• _Exercise_
Answer these questions from the passage on nullification below.
(a) What does Mark Levin call Nullifiers?
(b) In which years were the Constitution ratified by the States?
(c) Which two amendments did the Founders include as a warning?

• _Passage given_
▼▼▼

Nullification - Mark Levin v. Thomas Jefferson

by Diane Rufino, October 10, 2013

Mark Levin, who wrote an excellent book “The Liberty Amendments” to urge states to call for an Article V Convention to propose constitutional amendments to restore the federal government back to some sort of constitutional limits, calls Nullifiers “kooks.”  His solution is to keep the federal government in check by a series of constitutional amendments.

My question to Mr. Levin is this:  Why do we need to AMEND the Constitution? The Constitution has never been legally altered from its original meaning. What we need to do is FINALLY ENFORCE the Constitution that was ratified by the States in 1787-1788. The government represents the CONSENT of the GOVERNED and has never been delegated any authority to autonomously expand or enlarge its powers. The Declaration of Independence, which provides the framework for our common intent and understanding of government, assures that government is a creature of the people to SERVE the people. Only the people have the power to “alter or abolish” government. The scope of government is at the will of the people. Government has no power to alter itself or to abolish any rights of the people. What does this mean?  It means that every time the government oversteps its limited authority under the Constitution, it takes sovereign power away from the People and the States. Our Founders warned about this when they included the Ninth and Tenth Amendments and that’s why those amendments are included… They remind us that any step beyond the authority in the Constitution is an infringement on the natural rights of the Individual or the sovereign rights of the States.

▲▲▲

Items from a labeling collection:
▼▼▼

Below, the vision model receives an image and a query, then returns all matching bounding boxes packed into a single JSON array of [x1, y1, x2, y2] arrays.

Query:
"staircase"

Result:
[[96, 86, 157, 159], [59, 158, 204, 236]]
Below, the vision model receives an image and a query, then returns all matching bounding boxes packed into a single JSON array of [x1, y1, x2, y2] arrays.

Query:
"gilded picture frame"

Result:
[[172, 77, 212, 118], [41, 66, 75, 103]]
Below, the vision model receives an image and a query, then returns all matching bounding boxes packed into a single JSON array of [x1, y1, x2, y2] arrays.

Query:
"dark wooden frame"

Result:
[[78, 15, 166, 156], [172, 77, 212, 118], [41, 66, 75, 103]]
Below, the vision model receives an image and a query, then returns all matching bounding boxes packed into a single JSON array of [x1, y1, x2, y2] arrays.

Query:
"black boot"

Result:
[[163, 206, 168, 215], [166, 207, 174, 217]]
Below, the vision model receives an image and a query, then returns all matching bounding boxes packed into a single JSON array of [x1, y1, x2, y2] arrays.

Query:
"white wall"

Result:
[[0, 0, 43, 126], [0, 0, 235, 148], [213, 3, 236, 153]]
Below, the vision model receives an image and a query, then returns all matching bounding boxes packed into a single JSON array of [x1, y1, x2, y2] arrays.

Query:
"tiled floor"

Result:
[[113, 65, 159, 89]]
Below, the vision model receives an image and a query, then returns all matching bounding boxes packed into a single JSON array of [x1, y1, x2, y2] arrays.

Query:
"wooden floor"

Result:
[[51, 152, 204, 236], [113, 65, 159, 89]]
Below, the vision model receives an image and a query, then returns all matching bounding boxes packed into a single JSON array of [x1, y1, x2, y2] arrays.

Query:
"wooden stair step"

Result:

▲▲▲

• _The solution_
(a) He calls them "kooks."
(b) It was ratified in 1787-1788.
(c) They included the Ninth and Tenth Amendments.